+++ Stored data

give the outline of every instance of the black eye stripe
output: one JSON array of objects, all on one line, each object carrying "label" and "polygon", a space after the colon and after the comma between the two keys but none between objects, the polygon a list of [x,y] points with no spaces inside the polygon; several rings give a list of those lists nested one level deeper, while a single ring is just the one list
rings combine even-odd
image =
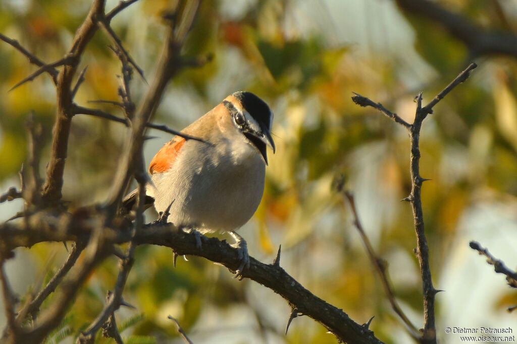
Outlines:
[{"label": "black eye stripe", "polygon": [[233,117],[233,120],[236,124],[240,126],[241,128],[242,127],[247,126],[244,115],[235,107],[235,105],[228,101],[223,101],[223,105],[230,111],[230,114]]},{"label": "black eye stripe", "polygon": [[223,105],[224,105],[224,107],[230,110],[230,113],[231,113],[232,116],[234,115],[236,112],[238,112],[238,110],[237,109],[237,108],[235,107],[235,106],[228,101],[223,101]]}]

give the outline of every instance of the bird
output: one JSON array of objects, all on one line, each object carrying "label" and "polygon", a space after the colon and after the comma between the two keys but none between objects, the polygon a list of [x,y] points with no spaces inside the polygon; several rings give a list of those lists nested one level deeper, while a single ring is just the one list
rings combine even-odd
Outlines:
[{"label": "bird", "polygon": [[[150,161],[146,207],[176,227],[200,234],[227,232],[235,240],[240,264],[236,277],[249,267],[246,240],[236,231],[256,210],[264,193],[267,146],[273,112],[263,100],[246,91],[234,92],[176,136]],[[127,210],[137,190],[123,201]]]}]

++++++

• Given instruction: Could you transcribe all of the material above word for word, leaving the pictures out of your copy?

• Exercise result:
give the outline of every instance of the black eye stripe
output: one JSON array of objects, all on one line, each object carrying "label" and "polygon", a space after the colon and after the comma between the two keys but none between objects, the polygon a list of [x,y] points with no spaces inside the polygon; several rings give a list of those lists nested one level deeper, while a single ring is just the one list
rings combine even-odd
image =
Outlines:
[{"label": "black eye stripe", "polygon": [[233,117],[233,120],[236,124],[240,126],[241,128],[242,127],[247,126],[244,115],[235,107],[235,105],[228,101],[223,101],[223,105],[230,111],[230,114]]},{"label": "black eye stripe", "polygon": [[223,105],[224,105],[224,107],[230,110],[230,113],[231,113],[232,116],[234,115],[236,112],[238,112],[238,110],[237,109],[237,108],[235,107],[235,106],[228,101],[223,101]]}]

give the outline of every instance of the bird
output: one JSON array of objects, all on one line, each object carrying "label" and "polygon", a space after the colon and after the comma between the two keys but none between objects, the polygon a list of [x,y] points with no spaces inside the polygon; several rings give a list of those lists nested one level deeper, while a single ring is just the one list
rings combine even-odd
Outlines:
[{"label": "bird", "polygon": [[[150,161],[146,207],[176,227],[200,234],[227,232],[235,240],[240,264],[236,277],[249,267],[246,240],[236,231],[256,210],[264,193],[267,146],[273,112],[263,100],[246,91],[234,92],[176,136]],[[127,210],[137,190],[123,201]]]}]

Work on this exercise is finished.